Turn every one of the rows below into a JSON list of strings, one string per line, skipping blank lines and leaving out the pictures.

-------- INPUT RECORDS

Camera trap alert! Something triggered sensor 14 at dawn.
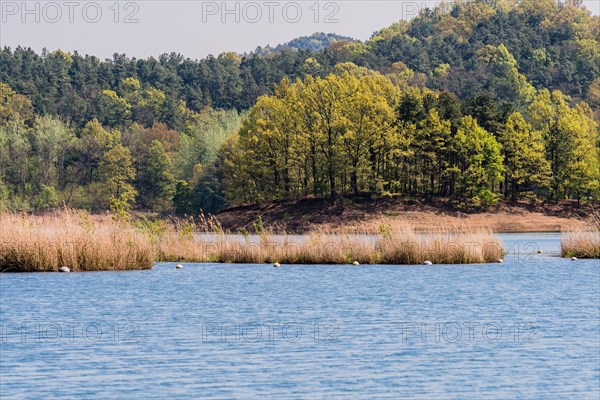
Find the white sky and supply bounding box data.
[0,0,600,59]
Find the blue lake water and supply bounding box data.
[0,234,600,400]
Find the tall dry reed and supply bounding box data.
[157,225,504,265]
[561,226,600,258]
[0,210,154,272]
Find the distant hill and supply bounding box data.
[252,32,356,55]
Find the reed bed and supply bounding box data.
[157,221,504,265]
[0,210,504,272]
[561,226,600,258]
[0,210,154,272]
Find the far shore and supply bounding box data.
[216,198,593,233]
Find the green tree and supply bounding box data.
[498,112,551,199]
[454,117,503,205]
[100,143,137,212]
[136,140,176,211]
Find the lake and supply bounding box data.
[0,234,600,400]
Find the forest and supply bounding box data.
[0,0,600,214]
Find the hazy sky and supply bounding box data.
[0,0,600,58]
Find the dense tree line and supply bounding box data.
[0,0,600,130]
[0,0,600,213]
[221,64,600,206]
[0,81,240,213]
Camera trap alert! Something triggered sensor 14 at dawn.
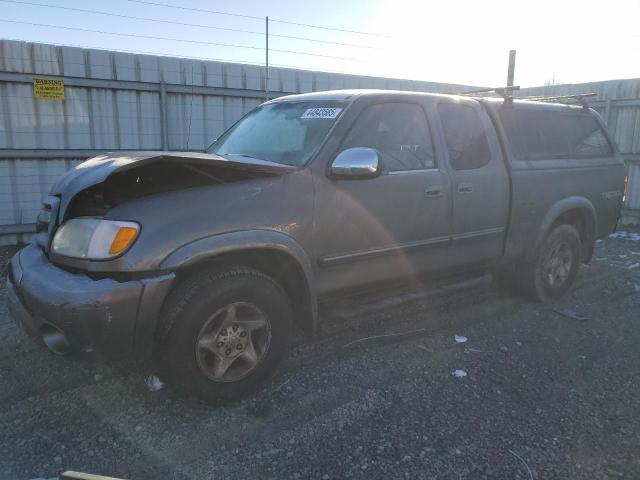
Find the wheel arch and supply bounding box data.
[529,197,598,263]
[160,230,318,335]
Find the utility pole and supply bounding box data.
[507,50,516,87]
[264,16,269,101]
[504,50,520,105]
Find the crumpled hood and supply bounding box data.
[51,151,296,218]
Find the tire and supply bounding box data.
[154,267,292,403]
[518,225,581,303]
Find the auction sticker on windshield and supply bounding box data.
[300,107,342,118]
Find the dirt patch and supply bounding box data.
[0,238,640,479]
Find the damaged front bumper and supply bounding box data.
[7,245,175,359]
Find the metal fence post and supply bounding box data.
[160,80,169,151]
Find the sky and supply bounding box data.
[0,0,640,87]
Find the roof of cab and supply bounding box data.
[266,89,582,111]
[267,89,438,103]
[475,97,583,112]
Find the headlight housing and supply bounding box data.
[51,217,140,260]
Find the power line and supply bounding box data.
[127,0,264,21]
[127,0,389,38]
[0,0,375,48]
[268,17,390,38]
[0,19,361,62]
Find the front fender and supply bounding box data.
[160,229,318,332]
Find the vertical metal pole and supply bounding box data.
[504,50,516,105]
[507,50,516,87]
[160,80,169,151]
[264,16,269,100]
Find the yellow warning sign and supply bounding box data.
[33,78,64,100]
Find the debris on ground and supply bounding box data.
[144,375,165,392]
[553,308,587,322]
[343,328,427,348]
[609,232,640,242]
[416,343,433,353]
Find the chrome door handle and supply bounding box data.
[424,185,442,198]
[458,183,473,193]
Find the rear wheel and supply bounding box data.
[154,267,291,402]
[518,225,581,302]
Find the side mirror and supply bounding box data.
[331,147,380,179]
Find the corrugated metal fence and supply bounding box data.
[518,79,640,225]
[0,40,640,241]
[0,40,476,240]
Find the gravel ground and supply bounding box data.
[0,233,640,480]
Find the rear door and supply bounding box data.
[437,99,510,267]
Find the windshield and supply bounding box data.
[207,101,345,166]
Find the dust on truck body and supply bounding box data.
[8,90,624,401]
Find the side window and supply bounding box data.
[342,103,435,172]
[500,108,613,160]
[438,103,491,170]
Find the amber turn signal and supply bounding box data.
[109,227,138,255]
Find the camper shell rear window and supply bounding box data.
[500,107,613,160]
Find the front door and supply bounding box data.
[315,97,451,293]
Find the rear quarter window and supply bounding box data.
[500,108,613,160]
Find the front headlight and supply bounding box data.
[51,217,140,260]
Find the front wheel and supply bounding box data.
[154,267,291,402]
[518,225,581,302]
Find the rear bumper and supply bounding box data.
[7,245,174,359]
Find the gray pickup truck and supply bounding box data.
[8,90,625,401]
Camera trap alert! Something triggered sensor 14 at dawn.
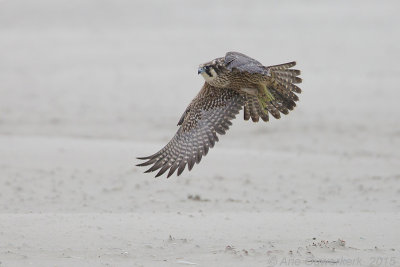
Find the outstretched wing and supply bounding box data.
[225,52,268,75]
[244,62,302,122]
[137,83,245,177]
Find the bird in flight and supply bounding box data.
[137,52,302,177]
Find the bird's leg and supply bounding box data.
[258,83,275,109]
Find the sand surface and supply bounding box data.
[0,0,400,267]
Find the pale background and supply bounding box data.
[0,0,400,266]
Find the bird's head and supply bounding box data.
[197,60,220,82]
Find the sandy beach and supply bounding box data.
[0,0,400,267]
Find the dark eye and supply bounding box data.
[205,66,213,77]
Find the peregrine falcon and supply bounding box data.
[137,52,302,178]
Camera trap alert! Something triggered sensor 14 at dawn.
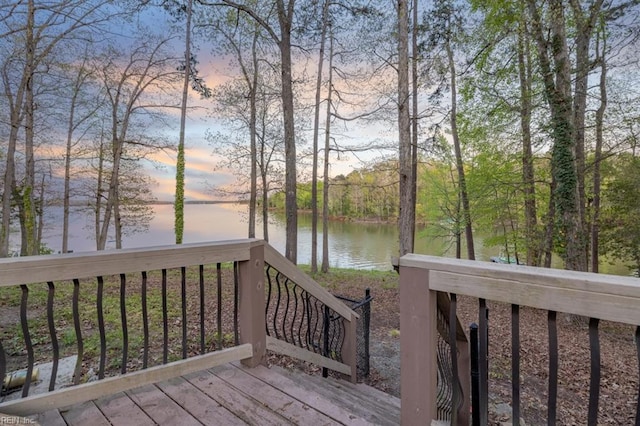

----------------

◆ EXERCISE RESPONSE:
[
  "Camera trap alert! Something triggered sensor 14 at dawn.",
  "Find the white sky and supply bounding box data.",
  "[0,0,600,59]",
  "Find the blue lake water and supply bounding box data.",
  "[0,234,600,400]",
  "Find the tall dry reed and supply bounding box data.",
  "[157,225,504,265]",
  "[561,226,600,258]",
  "[0,210,154,272]",
  "Find the distant hill and supply bounding box data.",
  "[252,32,356,55]",
  "Find the reed bed and supply bounding box data.",
  "[157,221,504,265]",
  "[0,210,504,272]",
  "[561,226,600,258]",
  "[0,210,154,272]",
  "Find the far shore and supply bounding box data.",
  "[216,198,593,233]",
  "Find the green tree and supply bounding box data.",
  "[498,112,551,199]",
  "[454,117,503,205]",
  "[100,143,137,212]",
  "[136,140,176,211]",
  "Find the lake and supply bounding box data.",
  "[0,234,600,400]",
  "Find the forest and supply bounding box data.",
  "[0,0,600,214]",
  "Find the hazy sky and supply bounding box data.",
  "[0,0,600,58]",
  "Find the dense tree line and supply bounding box data.",
  "[0,0,600,130]",
  "[0,0,600,213]",
  "[221,64,600,206]",
  "[0,81,240,213]",
  "Camera trap alert! Something triggered sensor 14 at dawn.",
  "Find the wheel arch and supply bounding box data.",
  "[529,197,598,263]",
  "[160,230,318,335]",
  "Find the utility pole and supply bounding box data.",
  "[507,50,516,87]",
  "[264,16,269,101]",
  "[504,50,520,105]",
  "Find the crumpled hood and supply bounding box data.",
  "[51,151,296,218]",
  "Find the tire and supply bounding box data.",
  "[154,267,292,403]",
  "[518,225,581,303]",
  "Find the auction sticker on windshield and supply bounding box data.",
  "[300,107,342,118]",
  "Find the dirt patch and supply bounding box data.",
  "[0,238,640,479]",
  "Find the damaged front bumper and supply bounding box data.",
  "[7,245,175,359]",
  "Find the metal fence post and supply bounding box data.",
  "[160,80,169,151]",
  "Find the sky and supply bounding box data.",
  "[0,0,640,87]",
  "Find the roof of cab and supply bounding box data.",
  "[266,89,582,111]",
  "[267,89,438,103]",
  "[475,97,583,112]",
  "Find the headlight housing and supply bounding box data.",
  "[51,217,140,260]",
  "Find the power line and supply bounding box data.",
  "[127,0,264,21]",
  "[127,0,389,38]",
  "[0,0,375,48]",
  "[268,17,390,38]",
  "[0,19,361,62]",
  "Find the front fender and supply bounding box data.",
  "[160,229,318,332]",
  "Find the vertical metal pole and supply bounding box data.",
  "[504,50,516,105]",
  "[507,50,516,87]",
  "[160,80,169,151]",
  "[264,16,269,100]",
  "Find the yellow warning sign and supply bounding box data.",
  "[33,78,64,100]",
  "Find the debris on ground and supply bounding box data.",
  "[144,375,165,392]",
  "[553,308,587,322]",
  "[343,328,427,348]",
  "[609,232,640,242]",
  "[416,343,433,353]",
  "Find the chrome door handle and supply bounding box data.",
  "[424,185,442,198]",
  "[458,183,473,193]",
  "Find the rear wheel and supply bounding box data.",
  "[154,267,291,402]",
  "[518,225,581,302]",
  "Find the side mirror and supply bounding box data.",
  "[331,147,380,179]",
  "Find the corrugated metal fence and supply bounding box data.",
  "[518,79,640,225]",
  "[0,40,640,241]",
  "[0,40,476,240]",
  "Find the gravel ground and supply bounding box data.",
  "[0,233,640,480]",
  "Find the rear door and supply bounding box data.",
  "[437,99,510,267]",
  "Find the windshield and supply bounding box data.",
  "[207,101,345,166]",
  "Find the dust on truck body and supply bounding box data.",
  "[8,90,624,401]",
  "Find the side window and supply bounding box data.",
  "[342,103,435,172]",
  "[500,108,613,160]",
  "[438,103,491,170]",
  "Find the amber turn signal and supply bounding box data.",
  "[109,227,138,255]",
  "Find the camper shell rear window and supply bounding box data.",
  "[500,107,613,160]",
  "Find the front door and supply bounding box data.",
  "[315,97,451,293]",
  "Find the rear quarter window and supply bounding box data.",
  "[500,108,613,160]",
  "Find the front headlight and supply bounding box data.",
  "[51,217,140,260]",
  "Find the front wheel and supply bounding box data.",
  "[154,267,291,402]",
  "[518,225,581,302]",
  "Find the rear bumper and supply bounding box data.",
  "[7,245,174,359]",
  "Find the gray pickup truck and supply bounding box data.",
  "[8,90,625,401]",
  "Camera trap alert! Something triggered sensor 14 at dawn.",
  "Find the outstretched wing and supply bounding box data.",
  "[225,52,268,75]",
  "[244,62,302,122]",
  "[137,83,245,177]",
  "Find the bird in flight and supply bounding box data.",
  "[137,52,302,177]",
  "Find the bird's leg and supply bounding box data.",
  "[258,83,275,109]",
  "Find the sand surface and supply bounding box data.",
  "[0,0,400,267]",
  "Find the pale background and supply bounding box data.",
  "[0,0,400,266]",
  "Find the bird's head and supply bounding box data.",
  "[197,60,220,82]",
  "Find the sandy beach and supply bounding box data.",
  "[0,0,400,267]",
  "Find the dark eye and supply bounding box data.",
  "[205,66,213,77]",
  "Find the peregrine falcon and supply bounding box data.",
  "[137,52,302,178]",
  "Camera trap alert! Something triggered sensor 14 at dawn."
]